— begin Material for this task —

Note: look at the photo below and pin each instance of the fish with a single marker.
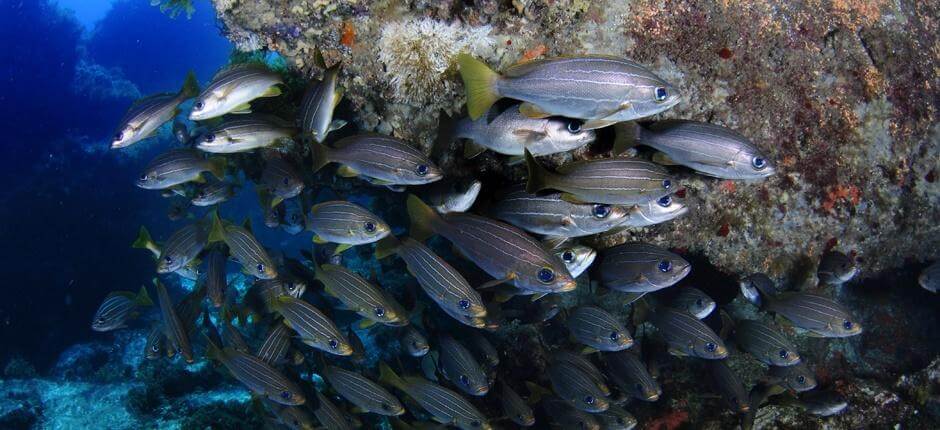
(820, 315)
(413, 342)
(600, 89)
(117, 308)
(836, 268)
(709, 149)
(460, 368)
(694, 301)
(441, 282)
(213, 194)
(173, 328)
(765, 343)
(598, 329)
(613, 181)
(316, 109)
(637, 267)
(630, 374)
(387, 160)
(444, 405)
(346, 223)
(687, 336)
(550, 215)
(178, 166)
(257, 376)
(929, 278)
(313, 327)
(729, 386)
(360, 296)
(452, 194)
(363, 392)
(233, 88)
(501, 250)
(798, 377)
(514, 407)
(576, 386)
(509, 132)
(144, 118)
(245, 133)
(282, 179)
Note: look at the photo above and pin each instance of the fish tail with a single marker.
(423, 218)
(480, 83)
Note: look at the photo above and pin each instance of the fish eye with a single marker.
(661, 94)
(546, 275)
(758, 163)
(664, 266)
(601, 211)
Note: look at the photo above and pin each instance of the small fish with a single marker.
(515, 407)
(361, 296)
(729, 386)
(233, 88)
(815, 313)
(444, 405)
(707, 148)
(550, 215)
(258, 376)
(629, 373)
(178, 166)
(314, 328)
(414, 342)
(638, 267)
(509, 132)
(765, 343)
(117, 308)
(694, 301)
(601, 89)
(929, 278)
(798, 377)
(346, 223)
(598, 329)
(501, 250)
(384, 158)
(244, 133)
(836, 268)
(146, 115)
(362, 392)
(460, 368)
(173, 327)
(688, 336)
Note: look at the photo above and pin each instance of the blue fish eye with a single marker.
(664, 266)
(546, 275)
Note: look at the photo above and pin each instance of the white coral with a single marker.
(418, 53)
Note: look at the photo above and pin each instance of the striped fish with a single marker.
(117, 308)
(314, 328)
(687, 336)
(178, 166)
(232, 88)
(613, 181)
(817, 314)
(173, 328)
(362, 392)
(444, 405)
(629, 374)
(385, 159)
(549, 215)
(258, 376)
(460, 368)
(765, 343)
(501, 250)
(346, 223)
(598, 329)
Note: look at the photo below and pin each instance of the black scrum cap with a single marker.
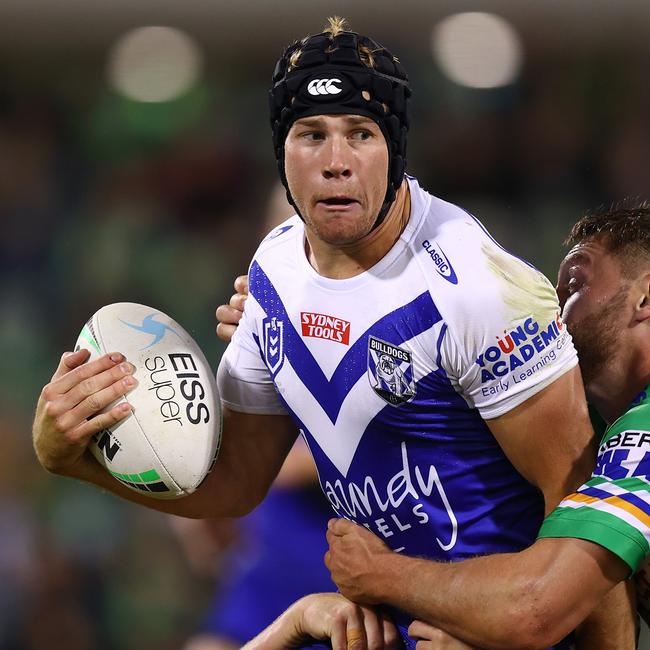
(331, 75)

— end Material for this task —

_To do_:
Please return every line of the records above as a JSON list of strings, one string per line with blank lines dropped, and leave the pictures out.

_Exercise output_:
[
  "Note: look at the photo below and pin each instance of the fish with a single marker.",
  "(820, 315)",
  "(413, 342)",
  "(600, 89)",
  "(117, 308)",
  "(836, 268)",
  "(709, 149)",
  "(460, 368)",
  "(694, 301)",
  "(441, 282)",
  "(213, 194)",
  "(173, 328)",
  "(765, 343)",
  "(598, 329)",
  "(613, 181)",
  "(316, 109)",
  "(637, 267)",
  "(630, 374)",
  "(387, 160)",
  "(444, 405)",
  "(346, 223)",
  "(687, 336)",
  "(550, 215)",
  "(178, 166)",
  "(257, 376)",
  "(929, 278)",
  "(313, 327)",
  "(729, 386)",
  "(360, 296)",
  "(452, 194)",
  "(363, 392)",
  "(233, 88)",
  "(501, 250)",
  "(798, 377)",
  "(514, 407)",
  "(576, 386)",
  "(509, 132)",
  "(144, 118)",
  "(245, 133)",
  "(282, 179)",
  "Note: look at the photo above and pin each instance of the fish tail with a single marker.",
  "(423, 218)",
  "(480, 83)",
  "Note: look at the photo above and pin each instance of the fish eye with a single marker.",
  "(661, 94)",
  "(546, 275)",
  "(758, 163)",
  "(664, 266)",
  "(601, 211)",
  "Note: look at the photo above and pin each instance of the small fish with a single marker.",
  "(515, 407)",
  "(361, 296)",
  "(729, 386)",
  "(233, 88)",
  "(815, 313)",
  "(444, 405)",
  "(707, 148)",
  "(550, 215)",
  "(258, 376)",
  "(629, 373)",
  "(178, 166)",
  "(314, 328)",
  "(414, 342)",
  "(638, 267)",
  "(509, 132)",
  "(765, 343)",
  "(117, 308)",
  "(694, 301)",
  "(601, 89)",
  "(929, 278)",
  "(798, 377)",
  "(346, 223)",
  "(598, 329)",
  "(501, 250)",
  "(384, 158)",
  "(244, 133)",
  "(836, 268)",
  "(146, 115)",
  "(362, 392)",
  "(460, 368)",
  "(173, 327)",
  "(688, 336)",
  "Note: look at the photo above and pin each instance of the blue fish eye with a single marker.",
  "(664, 266)",
  "(546, 275)",
  "Note: look at the photo above and pin each instance of the white coral with a single marker.",
  "(418, 53)",
  "Note: look at the photo above and pin each instance of the striped fish with a single marker.",
  "(117, 308)",
  "(314, 328)",
  "(687, 336)",
  "(178, 166)",
  "(232, 88)",
  "(613, 181)",
  "(817, 314)",
  "(173, 328)",
  "(362, 392)",
  "(444, 405)",
  "(629, 374)",
  "(385, 159)",
  "(549, 215)",
  "(258, 376)",
  "(460, 368)",
  "(765, 343)",
  "(501, 250)",
  "(346, 223)",
  "(598, 329)",
  "Note: look at the photo below and pin each instance of the black scrum cap with a single marker.",
  "(331, 75)"
]